Quand nous nous sommes réveillés est un livre bref, à l’écriture dense et déliée. Luba Jurgenson y revient sur les signes avant-coureurs de la guerre, questionne la place de la violence dans la société russe et traverse son histoire familiale.
C’est un petit livre très dense que publie Luba Jurgenson aux éditions Verdier, composé de fragments mêlant récits de rêves, citations littéraires, observations sur l’acceptation de la violence dans la société russe, souvenirs de son départ d’URSS jeune fille, de retours en Russie, de voyages en Ukraine, tout cela gravitant autour du choc de l’invasion du 24 février 2022. L’événement traumatique réveille une mémoire enfouie et ébranle une construction identitaire délicate. Par lambeaux, la trajectoire d’une vie se dessine. Née dans une famille juive soviétique, Luba Jurgenson a pu quitter l’URSS avec sa mère et s’installer à Paris en 1975. Devenue à la fois enseignante de littérature russe à la Sorbonne, écrivaine, et traductrice, Luba Jurgenson n’a pas seulement traduit l’œuvre de Varlam Chalamov mais aussi celle de Léonid Guirchovitch, qui brosse un tableau satirique de la période de l’occupation nazie de l’Ukraine dans son excellent roman Schubert à Kiev. C’est à ses côtés, qu’elle assistera aux festivités du 9 mai 2018 à Moscou. Bien qu’ayant amplement exploré la question de la mémoire des violences historiques, Luba Jurgenson avoue son désarroi sans ambages : « Je me suis construit des « échafaudages ». À présent, ils s’effondrent ». L’Ukraine est associée pour elle à une mémoire familiale : un grand-père né à Sébastopol, un grand-oncle mort dans les pogroms, un espace quitté par des aïeux qui ont « gagné de haute lutte » Moscou, et qu’elle a retraversé à sa façon dans ses recherches. Le livre évoque à la fois les engagements publics (aux côtés de l’association Mémorial, ce pilier de la société civile russe liquidé par la justice peu avant l’invasion) et la sphère la plus intime, comme le souvenir longtemps tu d’avoir été battue par des camarades de lycée à Moscou dans les années 1970.
Luba Jurgenson a choisi, plutôt que la forme plus continue de l’essai, celle du fragment [qui] permet de monter des matériaux divers sans obtempérer à l’injonction de conclure.

* Extrait de données *
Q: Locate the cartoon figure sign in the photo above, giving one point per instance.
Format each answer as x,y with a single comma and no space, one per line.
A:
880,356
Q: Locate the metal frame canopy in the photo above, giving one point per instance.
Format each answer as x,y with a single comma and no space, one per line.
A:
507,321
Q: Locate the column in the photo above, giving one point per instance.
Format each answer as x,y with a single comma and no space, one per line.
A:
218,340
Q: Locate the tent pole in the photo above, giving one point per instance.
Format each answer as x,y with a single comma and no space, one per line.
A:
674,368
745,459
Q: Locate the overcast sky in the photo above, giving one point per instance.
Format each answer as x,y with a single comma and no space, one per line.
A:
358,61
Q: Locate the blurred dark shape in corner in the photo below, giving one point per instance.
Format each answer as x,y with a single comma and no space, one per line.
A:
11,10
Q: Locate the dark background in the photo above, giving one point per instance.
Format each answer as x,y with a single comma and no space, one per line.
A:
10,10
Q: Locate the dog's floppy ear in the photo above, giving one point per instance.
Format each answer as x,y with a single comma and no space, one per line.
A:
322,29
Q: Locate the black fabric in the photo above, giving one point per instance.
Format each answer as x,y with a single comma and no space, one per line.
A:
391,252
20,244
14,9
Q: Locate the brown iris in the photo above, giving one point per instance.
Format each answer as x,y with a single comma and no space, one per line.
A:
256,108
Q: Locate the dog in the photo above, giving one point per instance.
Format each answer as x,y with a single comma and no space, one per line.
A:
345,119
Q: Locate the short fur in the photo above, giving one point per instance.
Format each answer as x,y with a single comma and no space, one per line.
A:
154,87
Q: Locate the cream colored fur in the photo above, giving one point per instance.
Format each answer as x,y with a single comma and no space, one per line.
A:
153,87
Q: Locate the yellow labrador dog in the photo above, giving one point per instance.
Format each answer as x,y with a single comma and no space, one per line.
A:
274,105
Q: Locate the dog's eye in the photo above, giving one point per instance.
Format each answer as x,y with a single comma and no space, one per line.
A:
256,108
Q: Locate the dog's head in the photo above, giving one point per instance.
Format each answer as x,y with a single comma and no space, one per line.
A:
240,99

* Consigne *
Répondez à ces questions d'après l'extrait sur le livre de Luba Jurgenson :
(a) Quelle maison d'édition publie ce livre ?
(b) En quelle année Luba Jurgenson s'est-elle installée à Paris ?
(c) Dans quelle ville est né son grand-père ?
Le matériel placé après l'extrait n'a aucun lien avec lui.

* Réponse rédigée *
(a) Les éditions Verdier.
(b) En 1975.
(c) À Sébastopol.